§ **CONSIGNE**: Transformez l'ensemble des enregistrements ci-dessous en une liste JSON de chaînes, une chaîne par ligne, sans reprendre les lignes vides.

Enregistrements sources:
· · · ·
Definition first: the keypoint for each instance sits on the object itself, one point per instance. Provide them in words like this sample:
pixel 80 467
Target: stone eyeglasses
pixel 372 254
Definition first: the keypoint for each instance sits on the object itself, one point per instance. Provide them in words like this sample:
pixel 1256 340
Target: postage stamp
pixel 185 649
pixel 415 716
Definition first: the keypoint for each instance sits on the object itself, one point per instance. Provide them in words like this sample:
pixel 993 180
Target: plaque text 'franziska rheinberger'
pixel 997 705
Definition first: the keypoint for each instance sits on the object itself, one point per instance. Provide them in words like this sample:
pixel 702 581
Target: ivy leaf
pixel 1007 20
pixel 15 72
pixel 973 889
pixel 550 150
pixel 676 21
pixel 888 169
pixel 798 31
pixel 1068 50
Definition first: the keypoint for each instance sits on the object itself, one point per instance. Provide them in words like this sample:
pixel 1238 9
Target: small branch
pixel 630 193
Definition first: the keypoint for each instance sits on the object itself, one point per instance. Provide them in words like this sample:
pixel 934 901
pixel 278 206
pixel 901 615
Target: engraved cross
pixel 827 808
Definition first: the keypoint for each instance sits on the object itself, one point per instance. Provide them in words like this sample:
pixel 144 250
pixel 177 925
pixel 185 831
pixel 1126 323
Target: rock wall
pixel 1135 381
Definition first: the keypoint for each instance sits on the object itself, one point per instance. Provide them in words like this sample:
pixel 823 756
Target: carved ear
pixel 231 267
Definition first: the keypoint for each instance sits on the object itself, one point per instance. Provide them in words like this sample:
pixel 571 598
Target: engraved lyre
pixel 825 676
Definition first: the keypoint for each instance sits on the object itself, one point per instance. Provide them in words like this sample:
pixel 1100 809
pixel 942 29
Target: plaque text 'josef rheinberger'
· · · ·
§ **RÉPONSE RÉDIGÉE**:
[
  "Definition first: the keypoint for each instance sits on the object itself, one point per instance. Provide them in words like this sample:",
  "pixel 80 467",
  "Target: stone eyeglasses",
  "pixel 372 254",
  "Definition first: the keypoint for each instance sits on the object itself, one point per instance. Provide them in words like this sample:",
  "pixel 1256 340",
  "Target: postage stamp",
  "pixel 185 649",
  "pixel 415 716",
  "Definition first: the keypoint for each instance sits on the object itself, one point per instance. Provide them in words like this sample:",
  "pixel 993 180",
  "Target: plaque text 'franziska rheinberger'",
  "pixel 997 705",
  "Definition first: the keypoint for each instance sits on the object itself, one point per instance. Provide them in words like this sample:",
  "pixel 702 581",
  "Target: ivy leaf",
  "pixel 1007 20",
  "pixel 15 72",
  "pixel 973 889",
  "pixel 550 150",
  "pixel 676 21",
  "pixel 888 169",
  "pixel 798 31",
  "pixel 1068 50",
  "Definition first: the keypoint for each instance sits on the object itself, one point per instance. Provide them in words like this sample:",
  "pixel 1238 9",
  "Target: small branch",
  "pixel 630 193",
  "Definition first: the keypoint for each instance sits on the object itself, one point per instance. Provide them in words like this sample:",
  "pixel 934 901",
  "pixel 278 206",
  "pixel 901 615",
  "Target: engraved cross",
  "pixel 827 808",
  "Definition first: the keypoint for each instance sits on the object itself, one point per instance. Provide them in words like this sample:",
  "pixel 144 250",
  "pixel 177 925",
  "pixel 185 831",
  "pixel 1126 323",
  "Target: rock wall",
  "pixel 1135 381",
  "Definition first: the keypoint for each instance sits on the object itself, one point per instance. Provide them in words like this sample:",
  "pixel 823 756",
  "Target: carved ear",
  "pixel 231 267",
  "Definition first: the keypoint for each instance sits on the object itself, one point per instance. Provide them in words like this sample:",
  "pixel 571 598",
  "Target: engraved lyre",
  "pixel 825 676",
  "Definition first: the keypoint for each instance sits on the object itself, one point per instance. Provide them in words like this sample:",
  "pixel 1100 809",
  "pixel 942 29",
  "Target: plaque text 'josef rheinberger'"
]